Requirement ::
Continue the abstract on simulation software for oil sand slurry flow in flexible pipelines from the point where it stops.

Document segment ::
━━━━━━

SCSC2003 Abstract S5873

NUMSOSS: Numerical Simulation Software for Oil Sand Slurry Flow in Flexible Pipelines

NUMSOSS: Numerical Simulation Software for Oil Sand Slurry Flow in Flexible Pipelines

Submitting Author: Dr. Samuel Frimpong

In order to optimize the hydraulic transportation system efficiency and cost in the surface extraction of Athabasca oil sand deposits in Canada, there is a desire to extend the hydraulic transport system to production faces in oil sands mines using mobile train of Flex-Rite flexible pipelines. Hydraulic transportation system has been shown to be more competitive than off-highway truck transportation system. This flexible arrangement introduces a unique set of hydraulic transport problems, which needs rigorous modeling, experimentation and analysis to understand the system production capacities and efficiency. Part of the work presented here is an attempt to provide multi-phase oilsand slurry simulation and modeling by developing a slurry flow simulator, a graphical user interface (GUI) software, for Flex-Rite flexible pipeline system. Such software provides a platform for rigorous experimentation and analysis of flow and production capacities. Frimpong et al. (2002) establis
hed a set of partial differential equations for modeling the multi-phase flow of oil sands slurry in a flexible pipeline train under steady-state flow of oil sands slurry. The flexible arrangement allows modeling in elbow-type joint at different angles and in conventional linear pipelines, enabling adaptation of pipelines to various mine outlays. The models yield the productivity and deliverability of bitumen slurry between two mine facilities and they combined the effects of dispersed particles and the carrier continuous phases as opposed to the single-phase assumptions. Frimpong et al. (2002) also developed a numerical scheme to solve the models. Based on some numerical results, optimal operational conditions for flexible pipelines were established when used in the design of hydraulic transportation system in an oil sands mine layout.

━━━━━━

[Collected data]
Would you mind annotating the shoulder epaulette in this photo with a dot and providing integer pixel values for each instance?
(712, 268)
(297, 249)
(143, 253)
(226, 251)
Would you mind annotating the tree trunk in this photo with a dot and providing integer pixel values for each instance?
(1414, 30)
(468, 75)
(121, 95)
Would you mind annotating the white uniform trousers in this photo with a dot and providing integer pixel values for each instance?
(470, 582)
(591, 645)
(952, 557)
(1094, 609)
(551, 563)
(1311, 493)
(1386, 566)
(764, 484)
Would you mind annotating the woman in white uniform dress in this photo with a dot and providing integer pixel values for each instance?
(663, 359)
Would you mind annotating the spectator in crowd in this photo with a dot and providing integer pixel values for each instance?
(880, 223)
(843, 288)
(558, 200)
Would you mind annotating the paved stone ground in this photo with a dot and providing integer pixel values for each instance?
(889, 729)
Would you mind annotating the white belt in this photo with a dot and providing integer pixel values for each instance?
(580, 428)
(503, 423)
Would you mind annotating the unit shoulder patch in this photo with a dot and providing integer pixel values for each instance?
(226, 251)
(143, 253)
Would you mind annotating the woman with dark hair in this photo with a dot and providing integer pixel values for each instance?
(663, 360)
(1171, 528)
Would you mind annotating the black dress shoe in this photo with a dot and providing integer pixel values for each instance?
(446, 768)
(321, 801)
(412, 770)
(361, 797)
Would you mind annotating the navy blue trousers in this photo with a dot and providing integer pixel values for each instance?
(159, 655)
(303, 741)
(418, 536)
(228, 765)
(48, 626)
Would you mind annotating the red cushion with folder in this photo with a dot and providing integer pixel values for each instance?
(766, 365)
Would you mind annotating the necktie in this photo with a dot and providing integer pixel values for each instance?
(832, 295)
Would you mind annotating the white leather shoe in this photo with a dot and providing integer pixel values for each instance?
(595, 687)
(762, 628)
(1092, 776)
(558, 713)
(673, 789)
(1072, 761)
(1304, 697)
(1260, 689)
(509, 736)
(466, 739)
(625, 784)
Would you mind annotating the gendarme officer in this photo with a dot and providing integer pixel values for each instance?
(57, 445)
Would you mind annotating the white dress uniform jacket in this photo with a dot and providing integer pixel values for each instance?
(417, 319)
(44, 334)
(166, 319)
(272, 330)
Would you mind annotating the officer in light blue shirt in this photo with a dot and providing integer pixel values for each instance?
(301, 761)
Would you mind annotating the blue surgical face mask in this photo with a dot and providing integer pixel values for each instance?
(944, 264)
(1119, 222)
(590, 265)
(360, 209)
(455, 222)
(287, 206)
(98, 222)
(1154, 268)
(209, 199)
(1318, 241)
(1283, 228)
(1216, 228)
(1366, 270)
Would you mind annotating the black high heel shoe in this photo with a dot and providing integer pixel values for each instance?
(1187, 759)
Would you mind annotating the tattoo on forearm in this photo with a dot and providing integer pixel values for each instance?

━━━━━━

Answer below ::
In this paper, the authors extend the earlier work by introducing higher level of complexity and by relaxing some of the underlying assumptions of the previous work. The slurry flow transport system is modeled as an unsteady state dynamic behavior of slurry flow in Flexi-Rite flexible pipeline system. It incorporates the conditions for the flow system evolution through time as it progresses from the stratified initial condition to unsteady flow situation in which fluid flow properties of the system change with time. An interactive numerical simulator software is developed based on this new developments with a graphical user interface (GUI) using the Java programming language. The numerical scheme is developed as Java classes using objected-oriented programming concept and the classes are integrated into a single package (fps - flexible pipe simulator package), which can be distributed as a jar executable. Given the entry conditions (states) of the slurry at the inlet of the
pipe, the software computes the distribution in space and time of the carrying continuous phase (water), bitumen droplets and sand particles. The software uses a finite difference numerical scheme as the solution technique and it incorporates the effect of wall shear stress (Rojas-Figueroa, 2002) at each phase. A visualization screen is developed as part of the package for viewing the movements and distribution of the slurry components through time and space. The screen also provides a relatively simple animation of the slurry system.

A brief summary of the numerical solution steps is presented in this paper, followed by a full description of the software package and the programming concepts. Numerical examples are also presented to show the practical application of the software. The main novelty of the software is that it allows interactive modeling and visualization of any given flexible pipe under consideration. Also, by relaxing some of the assumptions in the earlier work, the present work provides a further step towards a more realistic modeling of flexible pipe train systems. It also provides a better way for exploring alternative options or scenario when planning and designing flexible pipeline systems.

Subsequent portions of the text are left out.